Begin Raw records

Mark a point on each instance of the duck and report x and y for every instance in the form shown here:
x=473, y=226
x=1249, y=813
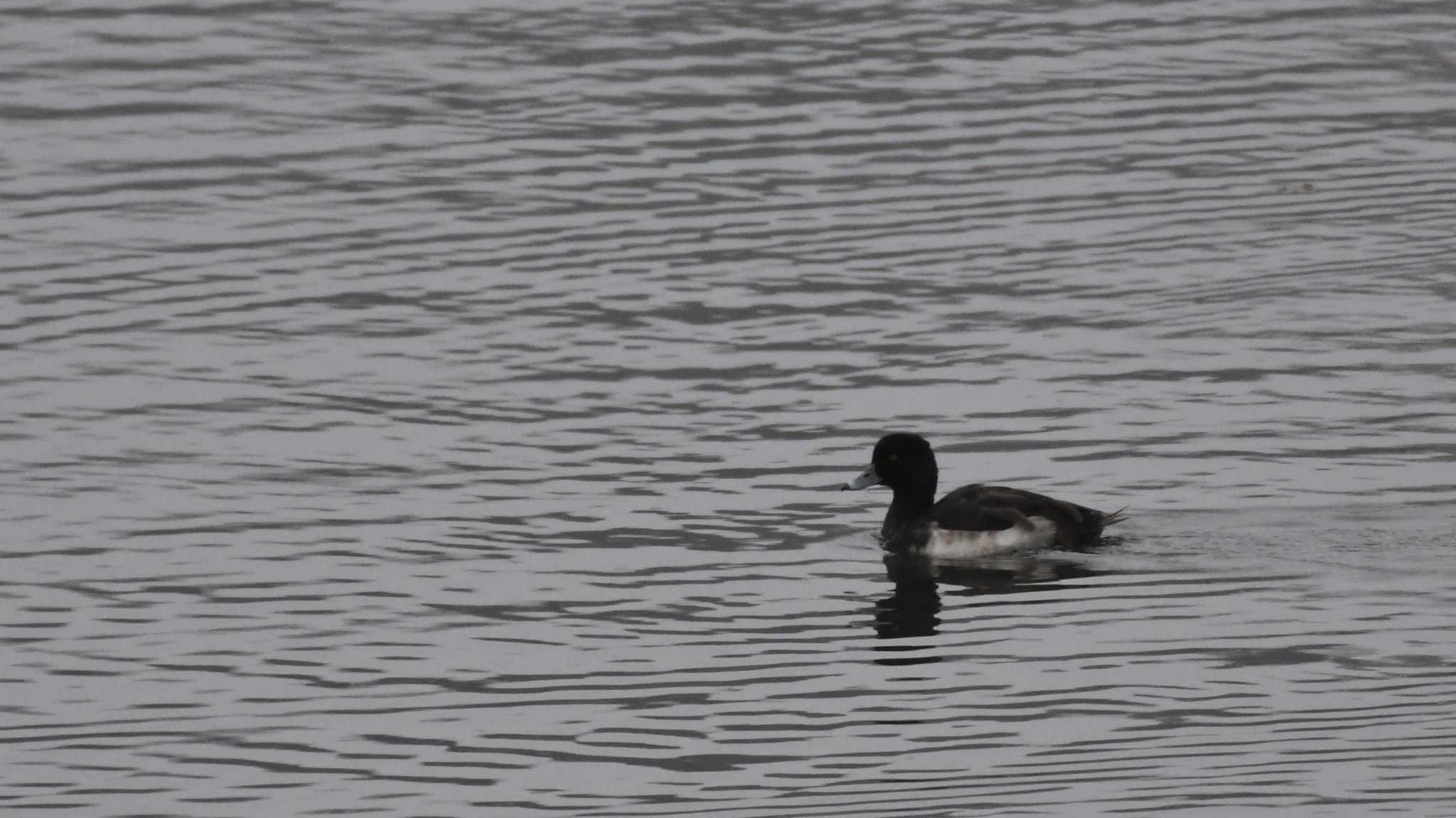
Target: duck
x=972, y=522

End Raw records

### Problem description
Rescale the records by copying every line of them, with each x and y coordinate in the answers multiplied by 2.3 and rounded to a whole number (halves round up), and all other numbers left as they are. Leave the pictures out.

### Exercise solution
Mark a point on each instance of the duck and report x and y for every instance in the form shown here:
x=473, y=226
x=1249, y=813
Target: duck
x=2236, y=1201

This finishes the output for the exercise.